Can you quote every one of the lines below word for word, leaving out the pictures?

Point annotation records
=-=-=

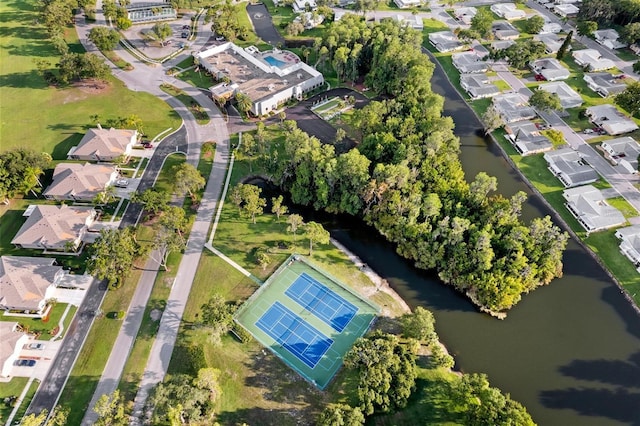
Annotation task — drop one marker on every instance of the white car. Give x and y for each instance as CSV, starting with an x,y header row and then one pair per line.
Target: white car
x,y
121,183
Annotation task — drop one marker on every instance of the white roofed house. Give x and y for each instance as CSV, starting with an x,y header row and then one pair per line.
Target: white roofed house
x,y
569,98
604,83
513,107
54,228
445,41
566,10
550,68
609,38
569,167
269,79
26,283
80,182
623,152
526,138
630,243
478,86
465,14
588,205
508,11
471,61
592,60
104,145
610,119
503,30
12,343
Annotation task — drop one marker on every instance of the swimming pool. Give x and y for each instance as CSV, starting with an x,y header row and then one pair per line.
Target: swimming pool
x,y
274,61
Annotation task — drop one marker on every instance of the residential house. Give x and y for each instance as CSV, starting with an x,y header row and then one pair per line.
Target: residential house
x,y
550,68
12,343
478,86
623,152
104,145
551,42
465,14
301,6
566,10
54,227
629,237
269,79
513,107
568,166
471,61
80,182
588,205
413,21
592,60
445,41
508,11
569,98
610,119
503,30
526,138
609,38
604,83
26,283
407,4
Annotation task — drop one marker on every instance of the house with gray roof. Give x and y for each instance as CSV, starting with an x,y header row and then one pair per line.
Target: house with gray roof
x,y
569,98
592,60
508,11
478,86
503,30
569,167
551,42
52,228
610,119
550,68
566,10
80,182
104,145
629,237
609,38
12,343
471,61
526,138
465,14
588,205
445,41
26,283
604,83
513,107
623,152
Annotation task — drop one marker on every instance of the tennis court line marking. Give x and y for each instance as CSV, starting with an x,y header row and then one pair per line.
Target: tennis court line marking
x,y
232,263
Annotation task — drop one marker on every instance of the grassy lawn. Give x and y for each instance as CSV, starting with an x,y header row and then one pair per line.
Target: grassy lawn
x,y
43,326
63,114
12,388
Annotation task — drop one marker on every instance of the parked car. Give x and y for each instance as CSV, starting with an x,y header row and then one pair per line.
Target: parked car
x,y
35,346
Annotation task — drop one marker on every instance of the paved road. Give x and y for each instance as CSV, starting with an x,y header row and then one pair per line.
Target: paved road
x,y
49,390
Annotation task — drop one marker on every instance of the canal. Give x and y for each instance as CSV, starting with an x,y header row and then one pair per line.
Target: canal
x,y
570,351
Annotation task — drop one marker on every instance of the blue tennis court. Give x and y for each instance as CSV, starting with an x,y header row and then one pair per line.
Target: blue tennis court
x,y
322,302
294,334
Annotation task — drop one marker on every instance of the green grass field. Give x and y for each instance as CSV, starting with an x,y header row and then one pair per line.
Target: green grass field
x,y
273,290
53,119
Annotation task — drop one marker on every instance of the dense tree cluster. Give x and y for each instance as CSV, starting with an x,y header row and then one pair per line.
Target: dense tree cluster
x,y
387,372
607,12
406,180
20,171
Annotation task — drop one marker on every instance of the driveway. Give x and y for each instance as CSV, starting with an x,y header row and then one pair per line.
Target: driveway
x,y
263,24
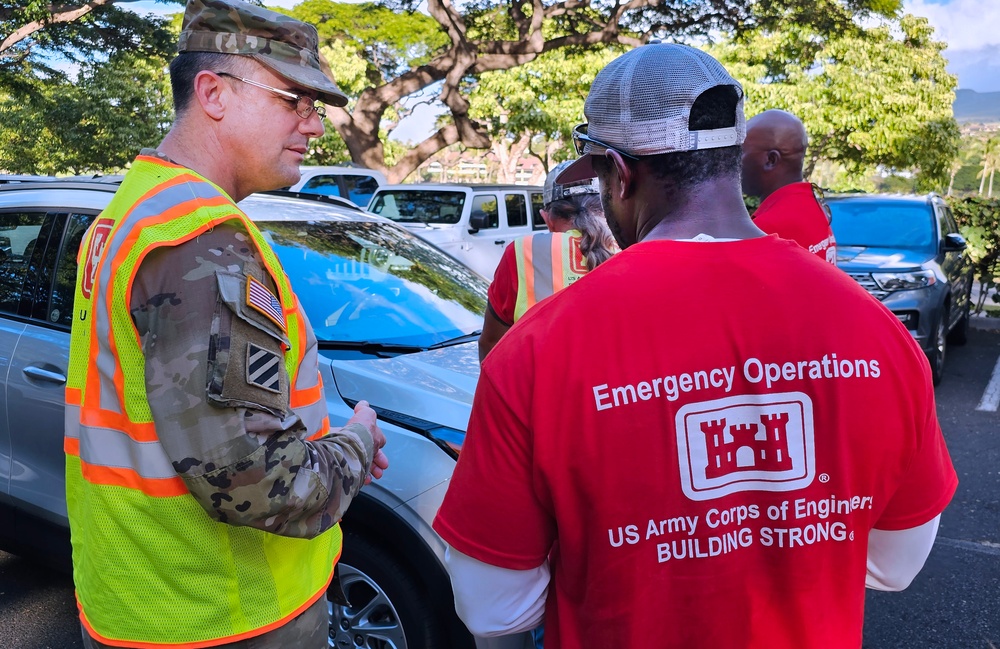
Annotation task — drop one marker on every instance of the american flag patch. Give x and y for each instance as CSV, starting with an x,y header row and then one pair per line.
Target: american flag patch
x,y
262,300
263,368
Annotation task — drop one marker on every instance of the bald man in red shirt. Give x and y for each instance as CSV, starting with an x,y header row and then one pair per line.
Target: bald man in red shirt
x,y
773,155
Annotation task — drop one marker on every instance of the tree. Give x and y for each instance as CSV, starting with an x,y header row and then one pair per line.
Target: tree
x,y
94,125
990,160
81,86
35,32
874,97
442,55
532,108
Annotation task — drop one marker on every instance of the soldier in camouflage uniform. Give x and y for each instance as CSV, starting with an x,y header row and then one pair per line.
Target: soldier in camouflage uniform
x,y
245,85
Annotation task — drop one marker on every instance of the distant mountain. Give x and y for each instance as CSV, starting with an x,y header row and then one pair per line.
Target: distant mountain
x,y
972,106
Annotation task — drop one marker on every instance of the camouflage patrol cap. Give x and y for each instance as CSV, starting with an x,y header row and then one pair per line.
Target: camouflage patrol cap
x,y
286,46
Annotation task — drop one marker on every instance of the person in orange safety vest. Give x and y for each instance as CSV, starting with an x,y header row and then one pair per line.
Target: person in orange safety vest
x,y
536,266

=-=-=

RIGHT ANSWER —
Annotation task — drop one marker on every instance of the white car. Give x and y for each instance as CSV, starting with an x,y header row and then one pair per line.
Target: white car
x,y
121,183
Annotation task — drop one marker on every instance of the white roofed house. Give x and y for each instance as CSV, starting with an x,y header row and then one pair per line.
Target: white roofed house
x,y
569,98
604,83
513,107
54,228
445,41
566,10
550,68
609,38
569,167
269,79
26,283
80,182
623,152
526,138
630,243
478,86
465,14
588,205
508,11
471,61
592,60
104,145
610,119
503,30
12,343
Annotation task — drop one marker on every instance of the swimming pool. Give x and y for each instance as CSV, starting with an x,y header row and then one pair per line.
Target: swimming pool
x,y
274,61
Annotation task — drop one marker on every instance of the residential house. Give x and y for each instance as CSV, starting with an x,y header row and then one pair per line.
Target: residential house
x,y
550,68
12,343
478,86
623,152
104,145
551,42
465,14
301,6
566,10
54,227
629,237
269,79
513,107
568,166
471,61
80,182
588,205
413,21
592,60
445,41
508,11
569,98
610,119
503,30
526,138
609,38
604,83
26,283
407,4
Annotation task — drop one marker on every instance of the house with gray roof. Give x and y for each instance as CSV, starting with an x,y header row and then one pair per line.
Target: house with gray roof
x,y
569,98
592,60
508,11
478,86
503,30
569,167
551,42
52,228
610,119
550,68
566,10
80,182
104,145
629,237
609,38
12,343
471,61
526,138
465,14
588,205
445,41
26,283
604,83
513,107
623,152
Annotation task — drop one marker on every instance of the tennis court line marking. Give x and y for each instance as CSV, starting with an x,y header row and then one pair per line.
Target: tennis court line marking
x,y
232,263
Annotation task — drop one marker on every instance of the grassy lawn. Give x and y for each instance as CSV, starting with an x,y header row and then one pair per line.
Target: grassy lawn
x,y
43,326
63,114
12,388
Annotation task — drop one marker on every instance of the parked car. Give x and y for each instance as CSV, starting with an x,y header row and then one pair per line.
Target: parked car
x,y
35,346
Annotation task — drop one marker on every instance of the paved road. Give x and y for each instance as CSV, starting with an x,y header row and then one pair per line.
Target: paved road
x,y
49,390
Annotation task — drop one marker on every instance of the canal. Give x and y for each instance as CSV, starting with an x,y header row and then one pair per line.
Target: canal
x,y
570,351
Annotation task — drop one marker on every instance of the blue tennis court. Give x and y for each instance as CSV, starting with an x,y header row and then one pair per line.
Target: blue tennis court
x,y
322,302
294,334
Annotation task — drop one marker on every instance of the green grass field. Give x and y for each instance as CSV, starting with an x,y header row and then one pair per line.
Target: green grass field
x,y
273,290
53,119
Annotation task — drop one marker on every instance of the dense tree cluster. Give x and y for each instance as CSV, starting with an x,y header row and then one pair per line.
Target: dense tree cluster
x,y
387,372
607,12
406,180
20,171
Annotation task — drop one marker on every instance of the driveway. Give x and y for each instance as CSV, starting with an x,y header row and then one pair per line.
Target: driveway
x,y
263,24
Annotation task — drop one marker on every instance of the american flag patch. Give x and y for each instance as CSV, starting with an x,y header row and then one pair per line.
Target: american flag patch
x,y
262,300
263,368
Annotation task — drop one marker on every instance of the bald man in red shirt. Give x and y for each instance as CSV, starting with an x,y header row and then one pair per line.
Target: bald man in red shirt
x,y
773,155
Annotation task — drop one marker on every instance of the tree. Give x and y for each instance as CSV, starting with an x,y header row and then one pair per line.
Target: tree
x,y
94,125
990,160
81,86
35,32
874,97
442,55
532,108
Annotation task — drop one marker on every instance of the soldier in camouflage uniform. Give x and y for each instance as CSV, starting with an x,y header row and then one pair per line.
Target: soldier in camouflage uniform
x,y
245,85
Annotation task — drop one marker on every instance of the distant mountain. Give x and y for each instance as CSV, starting with an x,y header row and then one pair per line.
Target: distant mountain
x,y
972,106
Annotation task — drop one marker on every instance of the camouflage patrol cap. Give x and y for each instance as CSV, starting with an x,y header row and then one pair per line.
Target: camouflage patrol cap
x,y
286,46
Annotation task — drop one marker on every instance of the person in orange safety vest. Give x and y for each instance as CSV, starting with an x,y header row and then one pair per line.
Target: person in orange safety vest
x,y
536,266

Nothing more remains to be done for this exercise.